*Dataset*:
---------------

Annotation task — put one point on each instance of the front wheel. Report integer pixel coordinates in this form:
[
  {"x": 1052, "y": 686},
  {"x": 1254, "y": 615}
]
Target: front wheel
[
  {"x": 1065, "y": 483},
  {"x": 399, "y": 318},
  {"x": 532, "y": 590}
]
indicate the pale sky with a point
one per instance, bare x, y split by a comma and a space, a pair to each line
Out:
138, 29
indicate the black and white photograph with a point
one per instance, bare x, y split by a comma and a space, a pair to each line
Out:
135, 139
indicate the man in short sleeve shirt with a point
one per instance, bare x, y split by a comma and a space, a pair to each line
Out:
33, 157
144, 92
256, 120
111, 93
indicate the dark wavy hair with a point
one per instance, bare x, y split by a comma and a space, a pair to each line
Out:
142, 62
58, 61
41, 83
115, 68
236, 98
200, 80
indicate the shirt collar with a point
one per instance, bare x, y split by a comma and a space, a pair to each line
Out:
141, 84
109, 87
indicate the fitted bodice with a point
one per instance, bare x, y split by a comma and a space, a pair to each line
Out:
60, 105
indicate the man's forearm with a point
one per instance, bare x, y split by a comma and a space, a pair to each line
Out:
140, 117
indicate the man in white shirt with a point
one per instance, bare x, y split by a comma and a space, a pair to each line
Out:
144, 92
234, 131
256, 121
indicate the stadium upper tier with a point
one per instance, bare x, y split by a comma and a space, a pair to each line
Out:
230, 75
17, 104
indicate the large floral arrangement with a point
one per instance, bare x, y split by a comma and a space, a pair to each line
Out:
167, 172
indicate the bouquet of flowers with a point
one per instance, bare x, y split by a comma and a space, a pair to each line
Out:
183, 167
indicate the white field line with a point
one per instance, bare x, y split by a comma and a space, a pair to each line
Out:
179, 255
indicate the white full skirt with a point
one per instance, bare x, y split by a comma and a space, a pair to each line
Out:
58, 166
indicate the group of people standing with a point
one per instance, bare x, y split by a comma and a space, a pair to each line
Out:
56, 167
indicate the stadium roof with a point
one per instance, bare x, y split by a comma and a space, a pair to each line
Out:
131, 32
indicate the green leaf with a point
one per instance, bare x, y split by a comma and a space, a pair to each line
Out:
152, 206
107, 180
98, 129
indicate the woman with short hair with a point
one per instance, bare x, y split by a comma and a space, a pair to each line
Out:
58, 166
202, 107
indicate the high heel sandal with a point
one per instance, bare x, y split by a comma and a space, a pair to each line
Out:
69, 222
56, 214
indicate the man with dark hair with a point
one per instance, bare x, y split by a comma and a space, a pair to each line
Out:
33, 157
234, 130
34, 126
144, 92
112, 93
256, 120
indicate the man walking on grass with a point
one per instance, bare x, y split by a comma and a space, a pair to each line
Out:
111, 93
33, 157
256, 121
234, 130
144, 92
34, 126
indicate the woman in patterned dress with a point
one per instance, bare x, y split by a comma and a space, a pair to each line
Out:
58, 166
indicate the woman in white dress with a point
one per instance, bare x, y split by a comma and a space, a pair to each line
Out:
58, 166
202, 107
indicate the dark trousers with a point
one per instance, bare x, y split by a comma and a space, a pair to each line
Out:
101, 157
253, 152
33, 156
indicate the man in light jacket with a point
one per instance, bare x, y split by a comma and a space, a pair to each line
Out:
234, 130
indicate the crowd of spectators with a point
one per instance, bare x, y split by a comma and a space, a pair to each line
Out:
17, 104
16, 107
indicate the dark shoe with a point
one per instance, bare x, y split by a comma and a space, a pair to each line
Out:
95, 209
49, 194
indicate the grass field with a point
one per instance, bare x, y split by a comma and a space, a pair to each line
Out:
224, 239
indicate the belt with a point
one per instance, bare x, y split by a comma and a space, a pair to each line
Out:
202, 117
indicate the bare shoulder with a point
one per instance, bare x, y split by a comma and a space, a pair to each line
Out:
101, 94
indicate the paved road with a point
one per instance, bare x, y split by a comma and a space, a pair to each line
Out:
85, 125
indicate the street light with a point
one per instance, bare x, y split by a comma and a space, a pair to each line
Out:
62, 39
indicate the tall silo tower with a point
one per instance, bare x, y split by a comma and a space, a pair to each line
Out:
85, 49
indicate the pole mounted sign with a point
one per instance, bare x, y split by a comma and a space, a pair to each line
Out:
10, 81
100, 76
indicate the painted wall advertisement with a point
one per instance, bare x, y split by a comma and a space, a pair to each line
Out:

---------------

*Directions*: Return all of the entries exactly as they were supplied.

*Response to this task*:
Annotation task — put one point on each instance of the front wheel. Report integer pixel coordinates in this form:
[
  {"x": 1052, "y": 686},
  {"x": 1254, "y": 615}
]
Target: front wheel
[
  {"x": 1065, "y": 483},
  {"x": 399, "y": 318},
  {"x": 532, "y": 590}
]
indicate the pale sky with a point
one per instance, bare x, y split by a comma and a space, a pair to each line
Out:
138, 29
indicate the black and white photograph with a point
one per instance, bare x, y split by a comma and a space, a pair to each line
Out:
135, 139
indicate the man in short sleeve shirt with a point
one per instance, bare x, y split by a comma and a space, a pair to each line
Out:
33, 157
144, 92
256, 120
111, 93
indicate the dark wavy hair with a point
one per instance, bare x, y split by a comma and a space, a pair to each line
Out:
142, 62
58, 61
41, 83
115, 68
236, 98
200, 80
indicate the shirt collar with a point
one per instance, bare x, y split by a comma and a space, a pair to each line
Out:
141, 84
109, 87
indicate the fitted bodice with a point
one per instance, bare x, y split by a comma and a space, a pair to each line
Out:
60, 105
indicate the man's forearm with a point
one per instance, bare x, y split by a comma and a space, a pair to each line
Out:
140, 117
indicate the man in white shirt with a point
one per instance, bare x, y split by a comma and a space, a pair to each line
Out:
144, 92
234, 131
256, 121
indicate the stadium upper tier with a point
one per instance, bare x, y split by a comma and a space, a pair to each line
Out:
230, 75
17, 104
indicate the large floral arrangement with a point
one per instance, bare x, y split by a comma and a space, a pair to each line
Out:
167, 172
indicate the bouquet of flowers with a point
one per instance, bare x, y split by a comma and a space, a pair to each line
Out:
183, 167
indicate the white field line with a point
one per instance, bare x, y split by a comma and a space, a pair to each line
Out:
179, 255
indicate the white full skirt with a point
one per instance, bare x, y split by a comma and a space, a pair to each line
Out:
58, 166
indicate the group of people standing with a point
one per instance, bare x, y split by a comma and a space, a pair to each line
Out:
56, 167
indicate the stadium roof with a point
one per instance, bare x, y split by a comma and a space, a pair to each line
Out:
131, 32
indicate the green leaf with a point
one per instance, bare x, y split by a comma and a space, a pair to each line
Out:
152, 206
107, 180
98, 129
indicate the woman with short hair with a point
one per instance, bare x, y split by a comma and a space, a pair to each line
Out:
58, 166
202, 107
indicate the high heel sandal with a point
one per instance, bare x, y split by a comma and a space, a pair to each line
Out:
69, 222
56, 214
indicate the man with dark hair with a point
one per instance, bare x, y split by a comma and a space, a pair to each line
Out:
33, 157
234, 130
34, 126
144, 92
112, 93
256, 120
indicate the man walking on grass with a point
one per instance, bare x, y split by a comma and a space, a pair to each line
Out:
111, 93
33, 157
256, 121
234, 130
144, 92
34, 126
indicate the woman in patterned dress with a point
one per instance, bare x, y split by a comma and a space, a pair to each line
Out:
58, 166
indicate the woman in white dress with a point
one per instance, bare x, y split by a comma and a space, a pair to each line
Out:
58, 166
202, 107
indicate the dark trousers with a point
one per instance, bare x, y split by a comma and a space, a pair to each line
Out:
101, 157
253, 152
33, 156
indicate the man in light jacket with a point
one per instance, bare x, y split by a comma and a space, a pair to each line
Out:
234, 130
indicate the crowd of spectators with a point
one per instance, bare x, y split by a comma and a space, a pair to each line
Out:
17, 104
16, 107
indicate the dark shoe with a point
one per instance, bare x, y split by a comma and a space, a pair to each line
Out:
95, 209
49, 194
indicate the grass field with a point
one per instance, bare x, y split by a comma and a space, a pair to each line
Out:
224, 239
indicate the belt with a point
one per instance, bare x, y split by a comma and a space, a pair to each line
Out:
202, 117
indicate the bare shoulder with a point
one per instance, bare x, y split by a comma and a space, a pair to each line
Out:
101, 94
indicate the paved road with a point
one per instance, bare x, y split by a comma and a space, a pair to each line
Out:
85, 125
indicate the street light with a point
one per instance, bare x, y split by a comma and a space, a pair to each line
Out:
62, 39
indicate the tall silo tower with a point
one per instance, bare x, y split by a comma and a space, a pair to each line
Out:
85, 49
indicate the pole mounted sign with a point
one per instance, bare x, y split by a comma and a space, a pair to each line
Out:
10, 81
100, 76
indicate the painted wall advertisement with a point
one per instance, bare x, y split by a comma and a space, a pair to each line
Out:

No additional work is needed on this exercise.